• EXERCISE PROMPT: Collect every row below that contains the string "sweater", and copy each one. Case counts.

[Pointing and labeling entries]
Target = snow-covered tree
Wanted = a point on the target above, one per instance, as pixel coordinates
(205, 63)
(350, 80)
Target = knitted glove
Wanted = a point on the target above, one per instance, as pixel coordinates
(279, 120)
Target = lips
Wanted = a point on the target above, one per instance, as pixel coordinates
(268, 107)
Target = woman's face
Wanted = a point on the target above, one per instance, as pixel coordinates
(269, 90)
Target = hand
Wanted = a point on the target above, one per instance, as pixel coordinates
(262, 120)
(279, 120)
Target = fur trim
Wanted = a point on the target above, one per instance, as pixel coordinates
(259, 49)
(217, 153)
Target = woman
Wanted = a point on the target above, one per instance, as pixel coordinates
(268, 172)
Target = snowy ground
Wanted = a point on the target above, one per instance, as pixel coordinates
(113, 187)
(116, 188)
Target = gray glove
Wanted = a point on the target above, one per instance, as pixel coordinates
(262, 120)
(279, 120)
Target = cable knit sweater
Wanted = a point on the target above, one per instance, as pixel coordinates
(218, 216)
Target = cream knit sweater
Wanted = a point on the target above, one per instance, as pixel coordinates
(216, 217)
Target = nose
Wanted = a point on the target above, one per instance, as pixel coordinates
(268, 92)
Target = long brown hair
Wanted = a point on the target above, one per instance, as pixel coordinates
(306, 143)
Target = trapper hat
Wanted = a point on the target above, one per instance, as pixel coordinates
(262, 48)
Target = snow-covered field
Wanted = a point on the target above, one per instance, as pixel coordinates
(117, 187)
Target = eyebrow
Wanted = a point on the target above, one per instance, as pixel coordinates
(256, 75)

...

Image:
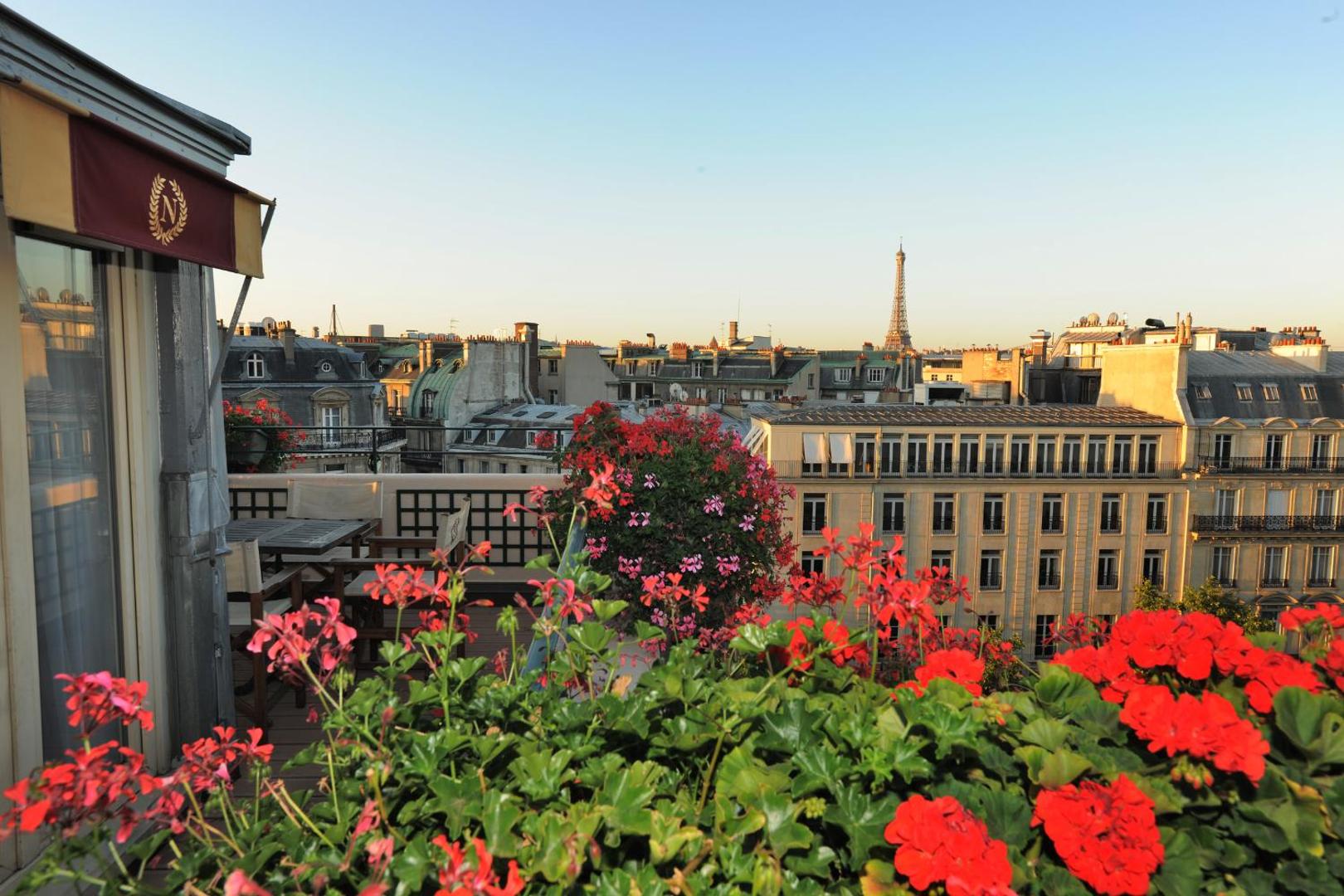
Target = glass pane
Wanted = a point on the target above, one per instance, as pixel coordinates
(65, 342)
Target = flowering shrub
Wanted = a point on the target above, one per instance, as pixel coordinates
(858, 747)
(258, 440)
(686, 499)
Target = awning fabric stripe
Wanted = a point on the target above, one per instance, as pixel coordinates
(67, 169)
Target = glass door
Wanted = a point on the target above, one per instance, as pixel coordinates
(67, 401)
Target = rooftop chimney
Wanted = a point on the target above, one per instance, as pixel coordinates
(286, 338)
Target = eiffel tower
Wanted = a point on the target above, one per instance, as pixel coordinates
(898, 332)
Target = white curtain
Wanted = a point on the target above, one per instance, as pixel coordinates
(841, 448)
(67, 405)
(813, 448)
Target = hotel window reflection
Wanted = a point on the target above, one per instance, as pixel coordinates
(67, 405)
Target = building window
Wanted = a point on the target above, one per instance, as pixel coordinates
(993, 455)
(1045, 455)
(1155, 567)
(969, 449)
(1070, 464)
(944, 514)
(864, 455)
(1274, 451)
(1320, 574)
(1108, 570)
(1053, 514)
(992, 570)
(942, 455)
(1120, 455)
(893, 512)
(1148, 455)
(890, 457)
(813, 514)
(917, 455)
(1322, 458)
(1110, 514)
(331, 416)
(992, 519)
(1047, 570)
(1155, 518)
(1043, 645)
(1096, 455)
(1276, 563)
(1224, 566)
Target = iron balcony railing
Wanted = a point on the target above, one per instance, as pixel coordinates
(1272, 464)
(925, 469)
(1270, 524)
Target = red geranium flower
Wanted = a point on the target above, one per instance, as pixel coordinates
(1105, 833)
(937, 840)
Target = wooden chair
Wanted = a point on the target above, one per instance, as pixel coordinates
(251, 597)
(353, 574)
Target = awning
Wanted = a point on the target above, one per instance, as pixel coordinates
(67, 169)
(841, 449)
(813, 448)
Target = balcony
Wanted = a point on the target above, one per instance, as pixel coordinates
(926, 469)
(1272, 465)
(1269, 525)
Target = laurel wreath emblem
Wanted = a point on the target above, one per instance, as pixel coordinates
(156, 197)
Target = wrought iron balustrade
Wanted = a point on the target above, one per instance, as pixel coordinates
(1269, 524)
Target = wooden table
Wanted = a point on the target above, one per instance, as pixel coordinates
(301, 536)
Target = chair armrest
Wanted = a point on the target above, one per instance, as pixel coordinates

--

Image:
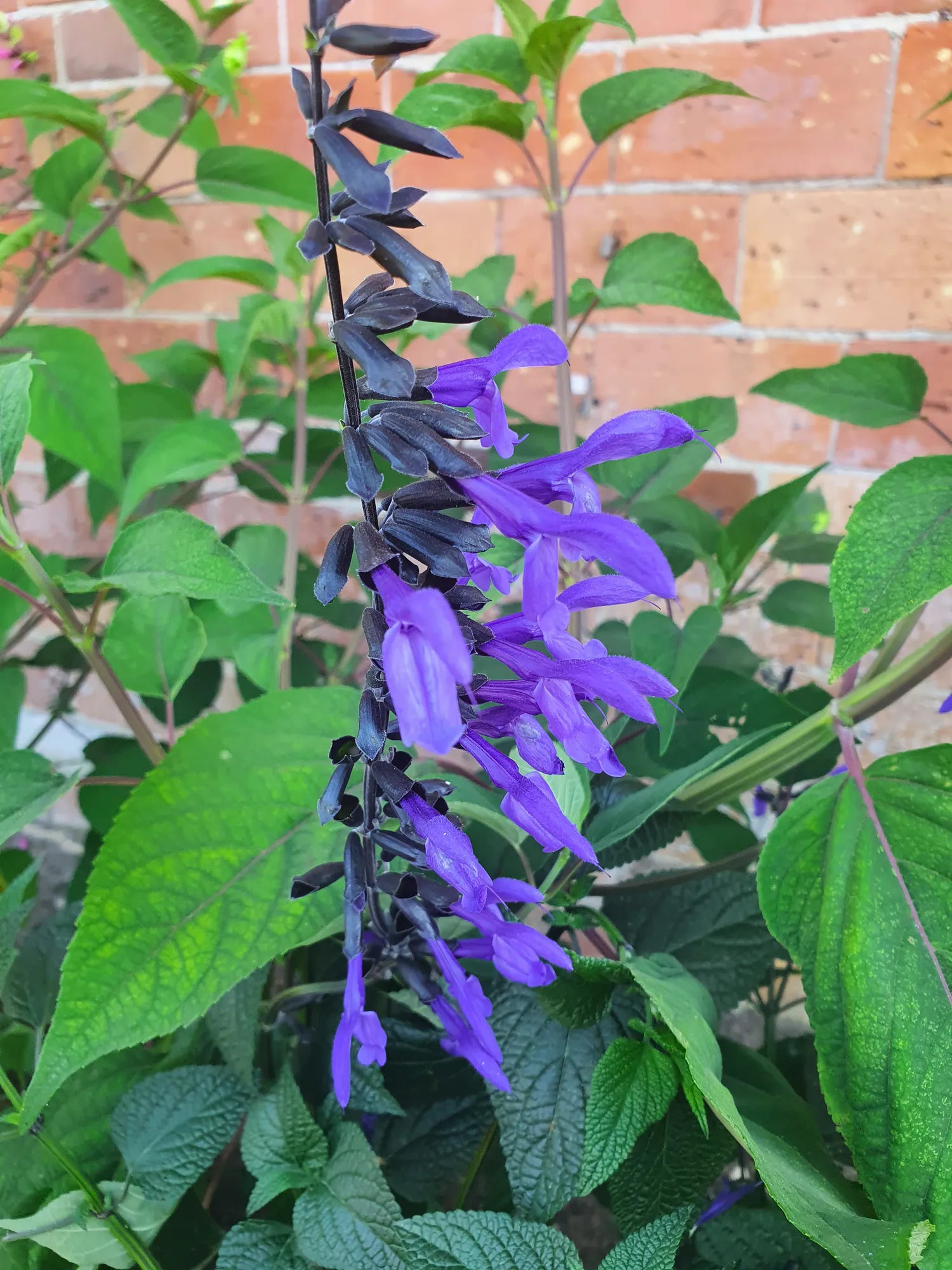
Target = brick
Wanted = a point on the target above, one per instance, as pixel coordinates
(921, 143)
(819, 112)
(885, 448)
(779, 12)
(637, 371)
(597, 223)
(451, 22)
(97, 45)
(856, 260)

• RESPONSE:
Target = cable knit sweater
Target = cream knit sweater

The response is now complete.